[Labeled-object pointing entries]
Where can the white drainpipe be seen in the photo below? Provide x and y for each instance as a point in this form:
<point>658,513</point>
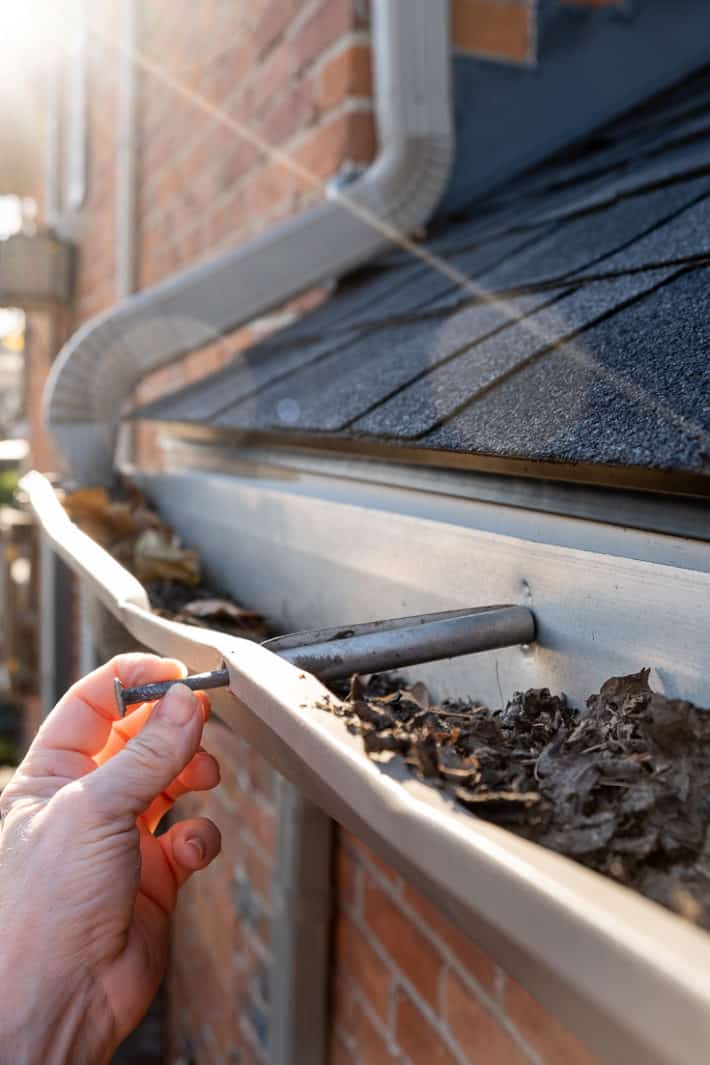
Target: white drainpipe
<point>101,364</point>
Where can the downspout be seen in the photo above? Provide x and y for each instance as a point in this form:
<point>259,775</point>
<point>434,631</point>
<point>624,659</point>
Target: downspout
<point>126,176</point>
<point>101,364</point>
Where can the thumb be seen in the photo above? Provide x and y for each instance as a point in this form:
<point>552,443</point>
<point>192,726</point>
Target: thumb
<point>129,782</point>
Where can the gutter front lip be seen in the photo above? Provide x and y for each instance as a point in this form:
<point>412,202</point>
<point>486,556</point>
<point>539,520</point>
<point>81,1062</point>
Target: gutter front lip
<point>632,979</point>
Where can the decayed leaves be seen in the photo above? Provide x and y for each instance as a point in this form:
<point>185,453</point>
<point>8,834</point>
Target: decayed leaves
<point>131,530</point>
<point>624,787</point>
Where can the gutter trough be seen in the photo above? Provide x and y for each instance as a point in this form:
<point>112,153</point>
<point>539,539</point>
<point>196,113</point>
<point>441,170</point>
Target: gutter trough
<point>629,978</point>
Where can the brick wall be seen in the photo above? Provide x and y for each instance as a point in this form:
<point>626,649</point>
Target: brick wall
<point>218,980</point>
<point>495,29</point>
<point>296,74</point>
<point>411,989</point>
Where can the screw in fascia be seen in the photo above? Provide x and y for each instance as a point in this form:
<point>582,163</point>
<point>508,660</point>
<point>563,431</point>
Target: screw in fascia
<point>148,692</point>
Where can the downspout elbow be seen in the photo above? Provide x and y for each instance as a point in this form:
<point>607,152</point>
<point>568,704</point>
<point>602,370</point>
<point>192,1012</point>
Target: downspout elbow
<point>100,365</point>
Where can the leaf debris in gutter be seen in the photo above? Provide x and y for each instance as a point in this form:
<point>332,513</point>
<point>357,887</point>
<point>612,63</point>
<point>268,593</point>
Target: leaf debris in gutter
<point>126,525</point>
<point>623,788</point>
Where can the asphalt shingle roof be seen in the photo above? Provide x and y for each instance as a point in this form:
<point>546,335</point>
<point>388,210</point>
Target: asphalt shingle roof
<point>582,342</point>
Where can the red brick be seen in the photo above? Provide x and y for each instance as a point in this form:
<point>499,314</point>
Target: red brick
<point>465,951</point>
<point>554,1042</point>
<point>339,1053</point>
<point>268,190</point>
<point>363,851</point>
<point>275,19</point>
<point>369,1045</point>
<point>497,28</point>
<point>360,964</point>
<point>274,78</point>
<point>422,1043</point>
<point>258,870</point>
<point>330,20</point>
<point>410,951</point>
<point>346,875</point>
<point>347,74</point>
<point>295,112</point>
<point>477,1032</point>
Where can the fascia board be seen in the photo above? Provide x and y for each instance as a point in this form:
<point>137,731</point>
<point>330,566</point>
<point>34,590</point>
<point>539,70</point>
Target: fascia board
<point>630,978</point>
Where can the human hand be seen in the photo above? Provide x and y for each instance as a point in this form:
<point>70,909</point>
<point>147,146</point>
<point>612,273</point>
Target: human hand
<point>86,889</point>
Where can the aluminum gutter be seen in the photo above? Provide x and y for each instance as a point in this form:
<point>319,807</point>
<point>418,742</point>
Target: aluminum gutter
<point>629,978</point>
<point>100,365</point>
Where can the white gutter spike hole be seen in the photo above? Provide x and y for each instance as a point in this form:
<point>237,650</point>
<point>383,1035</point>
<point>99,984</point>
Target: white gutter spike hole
<point>101,364</point>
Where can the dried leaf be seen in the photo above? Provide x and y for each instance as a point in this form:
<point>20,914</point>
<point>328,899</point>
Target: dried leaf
<point>624,788</point>
<point>157,557</point>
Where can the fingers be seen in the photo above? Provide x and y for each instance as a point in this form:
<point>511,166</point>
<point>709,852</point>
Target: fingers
<point>200,774</point>
<point>185,848</point>
<point>128,783</point>
<point>124,728</point>
<point>81,721</point>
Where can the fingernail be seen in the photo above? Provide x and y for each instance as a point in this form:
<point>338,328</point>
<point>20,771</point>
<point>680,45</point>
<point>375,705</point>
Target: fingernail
<point>197,846</point>
<point>178,705</point>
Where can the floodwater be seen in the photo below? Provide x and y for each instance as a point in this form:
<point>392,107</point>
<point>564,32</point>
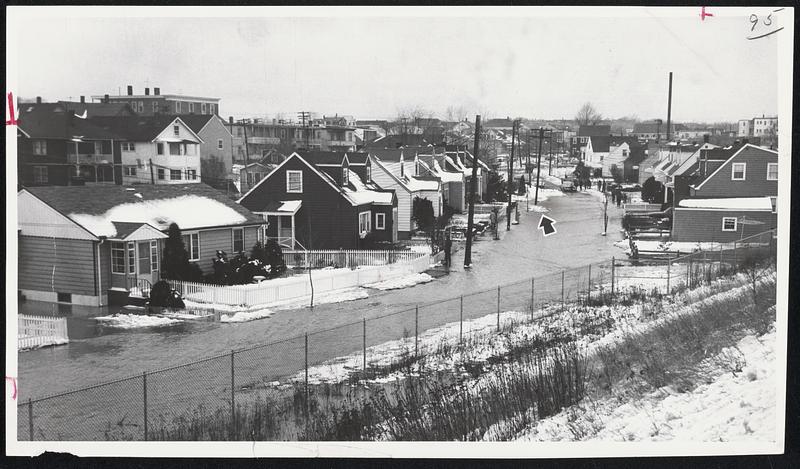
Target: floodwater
<point>97,353</point>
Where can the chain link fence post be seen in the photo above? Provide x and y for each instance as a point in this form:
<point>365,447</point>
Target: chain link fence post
<point>144,401</point>
<point>233,399</point>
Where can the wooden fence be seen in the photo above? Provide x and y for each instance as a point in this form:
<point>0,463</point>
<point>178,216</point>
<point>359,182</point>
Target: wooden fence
<point>281,289</point>
<point>347,257</point>
<point>40,331</point>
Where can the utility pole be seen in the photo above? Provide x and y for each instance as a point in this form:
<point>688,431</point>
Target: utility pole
<point>538,166</point>
<point>472,184</point>
<point>511,175</point>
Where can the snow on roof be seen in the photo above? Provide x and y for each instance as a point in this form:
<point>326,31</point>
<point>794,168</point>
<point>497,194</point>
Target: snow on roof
<point>733,203</point>
<point>188,211</point>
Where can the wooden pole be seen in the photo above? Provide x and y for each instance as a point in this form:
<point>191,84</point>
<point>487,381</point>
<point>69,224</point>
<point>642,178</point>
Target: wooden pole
<point>472,189</point>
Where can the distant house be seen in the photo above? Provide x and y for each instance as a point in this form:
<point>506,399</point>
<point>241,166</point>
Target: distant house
<point>156,149</point>
<point>578,141</point>
<point>732,199</point>
<point>324,200</point>
<point>56,147</point>
<point>391,170</point>
<point>83,244</point>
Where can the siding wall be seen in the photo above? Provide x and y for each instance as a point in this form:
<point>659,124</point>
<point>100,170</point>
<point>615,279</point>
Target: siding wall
<point>73,261</point>
<point>706,225</point>
<point>755,183</point>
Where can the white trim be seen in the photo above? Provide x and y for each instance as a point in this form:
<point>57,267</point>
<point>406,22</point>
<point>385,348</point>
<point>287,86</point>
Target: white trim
<point>776,169</point>
<point>731,159</point>
<point>735,223</point>
<point>294,171</point>
<point>744,172</point>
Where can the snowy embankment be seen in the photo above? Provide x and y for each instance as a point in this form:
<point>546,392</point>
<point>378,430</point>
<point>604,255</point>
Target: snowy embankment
<point>736,403</point>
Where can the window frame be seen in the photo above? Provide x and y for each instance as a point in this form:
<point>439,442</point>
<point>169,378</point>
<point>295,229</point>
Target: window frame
<point>289,173</point>
<point>772,165</point>
<point>118,249</point>
<point>234,231</point>
<point>194,244</point>
<point>733,171</point>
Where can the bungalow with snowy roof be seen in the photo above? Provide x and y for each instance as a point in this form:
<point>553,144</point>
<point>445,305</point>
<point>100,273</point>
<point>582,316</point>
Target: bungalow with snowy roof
<point>89,244</point>
<point>324,200</point>
<point>392,170</point>
<point>157,149</point>
<point>732,199</point>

**WHAT TO WORK ON**
Rewrite all the rows above, replacing "Provide x and y" with "Give x and y" wherever it occurs and changing nothing else. Leave the pictures out.

**RESULT OF THE EXERCISE**
Where can the white drainpipe be seen in the photo below? Give x and y for each instance as a point in this form:
<point>658,513</point>
Target: white drainpipe
<point>101,364</point>
Where can the downspout be seen in the photo above? Give x and y for each instance as a point in this form:
<point>259,775</point>
<point>434,631</point>
<point>624,659</point>
Target: downspout
<point>126,176</point>
<point>101,364</point>
Where can the thumb be seen in the photo above? Give x and y for each instance as a point in this form:
<point>552,443</point>
<point>192,726</point>
Target: thumb
<point>129,782</point>
Where can the gutter front lip be seen in the photo above? Give x and y for each instance as a point in this form:
<point>412,202</point>
<point>486,556</point>
<point>539,520</point>
<point>81,1062</point>
Target: gutter front lip
<point>632,979</point>
Where can the decayed leaves be seen in the photo above? Give x and y for each instance as a point in this form:
<point>185,453</point>
<point>8,834</point>
Target: decayed leaves
<point>131,530</point>
<point>624,787</point>
Where can the gutter trough be seen in the photo above? Give x and y for each instance as a point in this form:
<point>112,153</point>
<point>539,539</point>
<point>196,113</point>
<point>441,170</point>
Target: gutter trough
<point>629,978</point>
Where can the brick wall be seen in the photo above? Give x and y for each instance as a point in this form:
<point>626,649</point>
Target: brick wall
<point>218,980</point>
<point>495,29</point>
<point>296,74</point>
<point>411,989</point>
Where can the screw in fascia be seen in the photo above? Give x and y for each instance as a point in this form:
<point>582,163</point>
<point>508,660</point>
<point>563,431</point>
Target: screw in fascia
<point>148,692</point>
Where can the downspout elbow be seen in the photo above? Give x and y for each instance as a point in this form:
<point>607,152</point>
<point>568,704</point>
<point>602,370</point>
<point>192,1012</point>
Target: downspout elbow
<point>100,365</point>
Where can the leaf debris in gutter be seen in the photo above? Give x and y for each instance as a point in this form:
<point>332,513</point>
<point>357,887</point>
<point>612,63</point>
<point>268,593</point>
Target: leaf debris in gutter
<point>126,525</point>
<point>623,788</point>
Where can the asphalt shingle roof be seen in the photo above? Give x and y for each instance as a point in this form:
<point>546,335</point>
<point>388,210</point>
Target: asphalt shingle roof
<point>582,342</point>
Where can the red brick be seen in the photo above? Give x and y for each instance as a point in this form:
<point>499,314</point>
Target: red brick
<point>465,951</point>
<point>554,1042</point>
<point>339,1053</point>
<point>268,190</point>
<point>363,851</point>
<point>275,19</point>
<point>369,1045</point>
<point>497,28</point>
<point>360,964</point>
<point>274,78</point>
<point>422,1043</point>
<point>258,870</point>
<point>330,20</point>
<point>410,951</point>
<point>346,875</point>
<point>347,74</point>
<point>295,112</point>
<point>477,1032</point>
Where can the fascia board be seen in the photo above? Give x and y for each instance as a point in this form:
<point>137,731</point>
<point>330,566</point>
<point>34,590</point>
<point>539,70</point>
Target: fascia board
<point>630,978</point>
Where can the human hand be seen in the photo above? Give x and y for each instance as a point in this form:
<point>70,909</point>
<point>147,146</point>
<point>612,273</point>
Target: human hand
<point>86,889</point>
Where can the aluminum gutter be seen in the photo above? Give x and y for each instance as a point in this form:
<point>319,807</point>
<point>418,742</point>
Target: aluminum gutter
<point>629,978</point>
<point>100,365</point>
Where can the white gutter spike hole be seen in the photo above? Give x and y for each instance as a point in this form:
<point>237,650</point>
<point>383,1035</point>
<point>99,984</point>
Target: white gutter spike hole
<point>101,364</point>
Where can the dried leaf be seen in the photo above? Give x and y for each instance as a point in this form:
<point>20,914</point>
<point>328,899</point>
Target: dried leaf
<point>624,788</point>
<point>157,557</point>
Where can the fingers be seen in the photo above? Give x and y for each instance as a point in this form:
<point>511,166</point>
<point>709,852</point>
Target: fingers
<point>200,774</point>
<point>185,848</point>
<point>128,783</point>
<point>124,728</point>
<point>81,721</point>
Where can the fingernail be seen in the photo above? Give x and y for each instance as a point in this form:
<point>338,328</point>
<point>20,771</point>
<point>680,45</point>
<point>375,705</point>
Target: fingernail
<point>197,846</point>
<point>178,705</point>
Where can the floodwater be seen in the photo below? Give x and y for each instance as a point in this form:
<point>392,107</point>
<point>564,32</point>
Target: floodwater
<point>97,353</point>
Where can the chain link fence post be seen in the photo above? Give x and y for each instance as a point in this form:
<point>365,447</point>
Target: chain link fence post
<point>144,401</point>
<point>233,399</point>
Where can the wooden fence be seen in the photo above? Give x and y for each instance as a point in this form:
<point>0,463</point>
<point>178,216</point>
<point>359,182</point>
Target: wooden fence
<point>281,289</point>
<point>347,257</point>
<point>40,331</point>
Where can the utility pole be seen in the photo above? Give x and y for each instance as a point in this form:
<point>688,431</point>
Target: utility pole
<point>538,166</point>
<point>472,184</point>
<point>511,175</point>
Where can the snow on roof be seen in the photo above? Give x and y for each instance as a point in this form:
<point>326,31</point>
<point>794,168</point>
<point>497,194</point>
Target: snow on roof
<point>733,203</point>
<point>188,211</point>
Where can the wooden pole be seen in the photo above? Give x and y for each instance as a point in this form:
<point>191,84</point>
<point>487,381</point>
<point>69,224</point>
<point>642,178</point>
Target: wooden pole
<point>472,189</point>
Where can the distant house be seen in the photo above? Give x and y for each instance as a point in this form:
<point>506,399</point>
<point>241,166</point>
Target: distant house
<point>156,149</point>
<point>578,141</point>
<point>732,199</point>
<point>324,200</point>
<point>56,147</point>
<point>391,170</point>
<point>83,244</point>
Where can the siding wall be seen in the photo above? Give x and y for each instance as a point in this form:
<point>659,124</point>
<point>100,170</point>
<point>615,279</point>
Target: siding wall
<point>73,261</point>
<point>706,225</point>
<point>755,183</point>
Where can the white trim be seen in the photo above? Give x and y for each instance as a point in this form:
<point>57,267</point>
<point>406,22</point>
<point>385,348</point>
<point>287,86</point>
Target: white trim
<point>776,169</point>
<point>731,159</point>
<point>735,223</point>
<point>294,171</point>
<point>744,172</point>
Where can the snowy embankment be seen in the photo above? Give x and y for each instance as a point in this form:
<point>546,392</point>
<point>378,430</point>
<point>604,255</point>
Target: snowy embankment
<point>736,403</point>
Where can the window frame be seen in the photo above? Give x and y for each instance as a point in this form:
<point>439,442</point>
<point>169,378</point>
<point>295,229</point>
Target: window frame
<point>289,173</point>
<point>772,165</point>
<point>118,249</point>
<point>234,231</point>
<point>194,244</point>
<point>733,171</point>
Where can the bungalow with snowy roof be seen in the photo above? Give x and y for each instance as a point in this form:
<point>553,144</point>
<point>445,305</point>
<point>100,273</point>
<point>582,316</point>
Target: bungalow with snowy roof
<point>89,244</point>
<point>324,200</point>
<point>392,170</point>
<point>157,149</point>
<point>732,199</point>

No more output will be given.